TEXT TO READ>

>> start

KLUSS: There are some Browne and Dunn [sic] matters that I wanted to go to but there was nothing else on this particular aspect.
HIS HONOUR: You complete your. [sic]"
15 After some short further cross-examination, the trial judge addressed the jury. It is desirable to set out in full what he said -
"HIS HONOUR: Ladies and gentlemen, I was concerned that you may have been misled, inadvertently misled, by a line of questions that were being put to Mr Gilbert and I consider it important that you know the basis of Mr Gilbert's conviction and the basis of the sentence that was imposed. You are of course aware that he was convicted and he was sentenced for his part in the assault on Varley. The evidence in this trial was substantially the same as the evidence that you have heard from this trial. That is to say that the same police witnesses were called, the same experts, the same lay witnesses who heard statements being made, who saw things happen in the lane and so on.
It is the law, ladies and gentlemen, that when two people, two or more people but in this case two people, enter into an agreement to commit a crime and when they engage in some joint criminal enterprise pursuant to that agreement, then each of them is responsible for the actions performed by the other in the course of that joint criminal enterprise in the course of that agreement. To give you an example removed from this case, if two men decide to hold up the TAB in Gosford, one man sits in the car revving up the engine whilst the other man goes in with a shotgun, holds up the TAB, brings back the money and gets into the car, both of them are equally liable for that holdup. That is so even though one man did not hold the shotgun at any stage, he didn't threaten anybody at the TAB, he didn't take any money, he didn't touch any money, but he is equally liable because the agreement between then [sic] was that they would rob the TAB so even though one man only drove the car he is just as guilty as the man who had the shotgun.

>> end

WHAT IS EXPECTED> In the court transcript, what was Mr Gilbert convicted and sentenced for?

DATASET CONTENT>

>> start

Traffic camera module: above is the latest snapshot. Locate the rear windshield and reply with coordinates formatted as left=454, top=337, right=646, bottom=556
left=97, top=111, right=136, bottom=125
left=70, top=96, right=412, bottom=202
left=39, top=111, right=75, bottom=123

>> end

RESULT BELOW> His part in the assault on Varley.